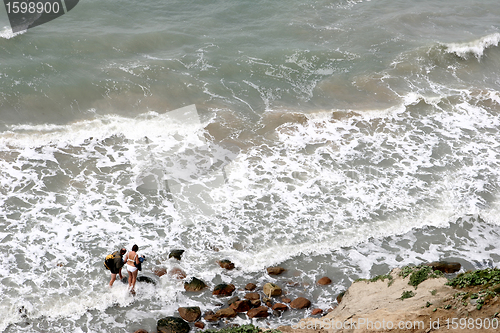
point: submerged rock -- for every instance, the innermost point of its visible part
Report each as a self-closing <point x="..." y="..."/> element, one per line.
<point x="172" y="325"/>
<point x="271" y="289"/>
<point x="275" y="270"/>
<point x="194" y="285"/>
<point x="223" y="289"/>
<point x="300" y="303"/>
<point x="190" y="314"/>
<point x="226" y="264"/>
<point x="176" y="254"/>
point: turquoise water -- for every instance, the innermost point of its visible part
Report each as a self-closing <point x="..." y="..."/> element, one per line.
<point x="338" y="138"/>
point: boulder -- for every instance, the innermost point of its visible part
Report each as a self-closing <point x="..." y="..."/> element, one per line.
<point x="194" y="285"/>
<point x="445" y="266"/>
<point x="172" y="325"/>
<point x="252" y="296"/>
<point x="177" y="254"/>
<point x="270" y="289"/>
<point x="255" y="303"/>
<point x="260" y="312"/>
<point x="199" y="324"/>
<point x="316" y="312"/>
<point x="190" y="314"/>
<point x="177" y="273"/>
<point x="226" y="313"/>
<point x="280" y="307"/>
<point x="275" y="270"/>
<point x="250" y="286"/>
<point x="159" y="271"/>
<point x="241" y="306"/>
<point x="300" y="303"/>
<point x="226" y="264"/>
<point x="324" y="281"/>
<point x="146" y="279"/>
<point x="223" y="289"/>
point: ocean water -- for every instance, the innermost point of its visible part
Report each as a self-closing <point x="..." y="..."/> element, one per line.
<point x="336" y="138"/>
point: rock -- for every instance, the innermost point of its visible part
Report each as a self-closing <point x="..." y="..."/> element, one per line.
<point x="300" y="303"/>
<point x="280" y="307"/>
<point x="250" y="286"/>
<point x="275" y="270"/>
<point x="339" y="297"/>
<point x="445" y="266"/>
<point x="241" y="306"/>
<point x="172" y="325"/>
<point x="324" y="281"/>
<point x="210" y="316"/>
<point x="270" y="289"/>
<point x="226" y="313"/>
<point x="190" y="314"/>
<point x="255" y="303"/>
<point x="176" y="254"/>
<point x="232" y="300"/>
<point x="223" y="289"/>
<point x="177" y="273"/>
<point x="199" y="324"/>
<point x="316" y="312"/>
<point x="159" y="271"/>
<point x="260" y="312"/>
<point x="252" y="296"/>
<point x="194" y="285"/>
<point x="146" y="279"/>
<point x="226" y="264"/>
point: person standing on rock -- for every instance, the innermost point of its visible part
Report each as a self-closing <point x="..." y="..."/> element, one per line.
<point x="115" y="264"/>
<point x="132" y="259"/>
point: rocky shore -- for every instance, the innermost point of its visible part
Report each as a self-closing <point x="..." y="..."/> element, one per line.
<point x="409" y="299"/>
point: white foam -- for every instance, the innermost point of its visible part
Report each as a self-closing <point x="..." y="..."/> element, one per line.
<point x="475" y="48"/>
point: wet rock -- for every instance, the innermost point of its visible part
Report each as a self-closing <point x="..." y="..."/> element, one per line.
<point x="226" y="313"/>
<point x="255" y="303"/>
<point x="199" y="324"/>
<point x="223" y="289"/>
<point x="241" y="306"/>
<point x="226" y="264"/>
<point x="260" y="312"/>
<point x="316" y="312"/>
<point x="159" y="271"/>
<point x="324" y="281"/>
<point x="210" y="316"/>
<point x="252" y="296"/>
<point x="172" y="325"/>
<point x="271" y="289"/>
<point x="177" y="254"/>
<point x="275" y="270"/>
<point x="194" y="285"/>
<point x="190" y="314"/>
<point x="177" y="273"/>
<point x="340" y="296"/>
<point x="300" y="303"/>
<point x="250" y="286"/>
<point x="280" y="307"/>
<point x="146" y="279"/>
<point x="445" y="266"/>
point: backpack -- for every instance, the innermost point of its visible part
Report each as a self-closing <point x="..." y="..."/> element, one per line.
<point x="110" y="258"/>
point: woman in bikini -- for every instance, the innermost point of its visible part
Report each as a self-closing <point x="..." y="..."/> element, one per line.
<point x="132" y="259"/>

···

▶ _Given problem_: Retype all of the items above verbatim, leaving the pictures out of your answer.

▶ _Correct response_:
point: submerged rock -- for every instance, the innermost point of its visible part
Report each as a self-closing <point x="..." y="..."/> element, one per line.
<point x="172" y="325"/>
<point x="271" y="289"/>
<point x="275" y="270"/>
<point x="194" y="285"/>
<point x="223" y="289"/>
<point x="300" y="303"/>
<point x="190" y="314"/>
<point x="226" y="264"/>
<point x="176" y="254"/>
point: turquoise water -- for every instance, the innermost point of its visible part
Report each as a self-closing <point x="..." y="..."/> element, one per line.
<point x="338" y="138"/>
point: boulder -- for every instance, the innermost point of its visible part
Report each as a self-closing <point x="..." y="..."/> element, one per line.
<point x="194" y="285"/>
<point x="445" y="266"/>
<point x="172" y="325"/>
<point x="252" y="296"/>
<point x="177" y="254"/>
<point x="270" y="289"/>
<point x="255" y="303"/>
<point x="260" y="312"/>
<point x="199" y="324"/>
<point x="316" y="312"/>
<point x="190" y="314"/>
<point x="177" y="273"/>
<point x="226" y="313"/>
<point x="280" y="307"/>
<point x="275" y="270"/>
<point x="250" y="286"/>
<point x="159" y="271"/>
<point x="241" y="306"/>
<point x="300" y="303"/>
<point x="226" y="264"/>
<point x="324" y="281"/>
<point x="146" y="279"/>
<point x="223" y="289"/>
point: ocean water -- for every instance, the innermost point of its visible part
Report each as a self-closing <point x="..." y="..."/> element, one per line.
<point x="336" y="138"/>
point: rock -- for every instance, the innermost point of its visible part
Report each as a self-closing <point x="..." y="..."/> element, one per line.
<point x="300" y="303"/>
<point x="280" y="307"/>
<point x="250" y="286"/>
<point x="275" y="270"/>
<point x="339" y="297"/>
<point x="445" y="266"/>
<point x="241" y="306"/>
<point x="172" y="325"/>
<point x="324" y="281"/>
<point x="210" y="316"/>
<point x="270" y="289"/>
<point x="226" y="313"/>
<point x="190" y="314"/>
<point x="255" y="303"/>
<point x="176" y="254"/>
<point x="232" y="300"/>
<point x="223" y="289"/>
<point x="177" y="273"/>
<point x="199" y="324"/>
<point x="316" y="312"/>
<point x="159" y="271"/>
<point x="260" y="312"/>
<point x="252" y="296"/>
<point x="194" y="285"/>
<point x="146" y="279"/>
<point x="226" y="264"/>
point: person standing on rock -- for every instance, the innermost point of its visible part
Report each as a self-closing <point x="..." y="..."/> element, one per line.
<point x="115" y="264"/>
<point x="132" y="259"/>
point: rocky shore -- for every instance, the innermost point of its visible part
Report each as a self-closing <point x="..." y="..."/> element, one per line.
<point x="409" y="299"/>
point: white foam -- for every instance, the innermost point of its visible part
Report each as a self-closing <point x="..." y="..."/> element, one per line.
<point x="475" y="48"/>
point: wet rock -- for every instance, the innermost point of its visible part
Report each as a self-closing <point x="..." y="..."/> element, one per line.
<point x="226" y="313"/>
<point x="255" y="303"/>
<point x="199" y="324"/>
<point x="223" y="289"/>
<point x="241" y="306"/>
<point x="226" y="264"/>
<point x="260" y="312"/>
<point x="316" y="312"/>
<point x="159" y="271"/>
<point x="324" y="281"/>
<point x="210" y="316"/>
<point x="252" y="296"/>
<point x="172" y="325"/>
<point x="271" y="289"/>
<point x="177" y="254"/>
<point x="275" y="270"/>
<point x="194" y="285"/>
<point x="190" y="314"/>
<point x="177" y="273"/>
<point x="340" y="296"/>
<point x="300" y="303"/>
<point x="250" y="286"/>
<point x="280" y="307"/>
<point x="146" y="279"/>
<point x="445" y="266"/>
point: backpack -- for every instance, the innermost point of its visible part
Report each as a self-closing <point x="..." y="..."/> element, one per line.
<point x="110" y="258"/>
point: woman in bikini -- for every instance, the innermost point of its visible part
Report each as a self-closing <point x="..." y="..."/> element, one per line.
<point x="132" y="259"/>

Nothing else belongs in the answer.